Task directions: Edit the entries below by replacing "query phrase" with "search phrase" and changing nothing else, then give the edited lines again without the pictures.

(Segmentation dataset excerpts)
+-------+
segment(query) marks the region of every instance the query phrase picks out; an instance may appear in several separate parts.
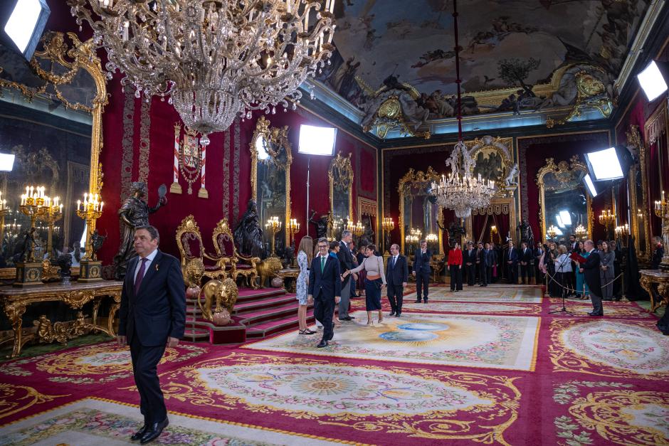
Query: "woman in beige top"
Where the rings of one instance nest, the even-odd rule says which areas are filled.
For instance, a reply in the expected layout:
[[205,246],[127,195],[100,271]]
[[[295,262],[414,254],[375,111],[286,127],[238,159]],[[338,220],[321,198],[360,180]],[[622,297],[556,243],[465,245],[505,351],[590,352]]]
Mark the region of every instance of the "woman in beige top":
[[367,256],[357,267],[349,270],[344,273],[346,277],[349,274],[358,272],[363,269],[367,272],[367,276],[364,281],[365,307],[367,310],[367,325],[372,325],[372,312],[379,312],[377,323],[384,320],[381,312],[381,290],[386,287],[386,275],[384,273],[384,259],[379,255],[374,255],[376,247],[368,245],[364,250],[364,255]]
+-------+
Answer to the exercise:
segment(query) marks the region of every instance the search phrase picks out; an instance may appear in several separate parts.
Query: "woman in beige top"
Where the rings of one instance nest, the even-odd rule says which areas are filled.
For instance, a reply in the expected layout:
[[205,246],[127,195],[100,271]]
[[[295,262],[414,254],[375,111],[286,127],[238,159]],[[338,220],[321,198],[360,180]],[[622,297],[556,243],[465,245],[505,351],[590,352]]]
Mark the region of every instance of the "woman in beige top":
[[367,256],[357,267],[349,270],[344,273],[346,277],[349,274],[358,272],[363,269],[367,272],[367,276],[364,281],[365,307],[367,310],[367,325],[372,325],[372,312],[379,312],[377,323],[384,320],[381,312],[381,290],[386,287],[386,275],[384,273],[384,259],[379,255],[374,255],[376,247],[368,245],[364,250],[364,255]]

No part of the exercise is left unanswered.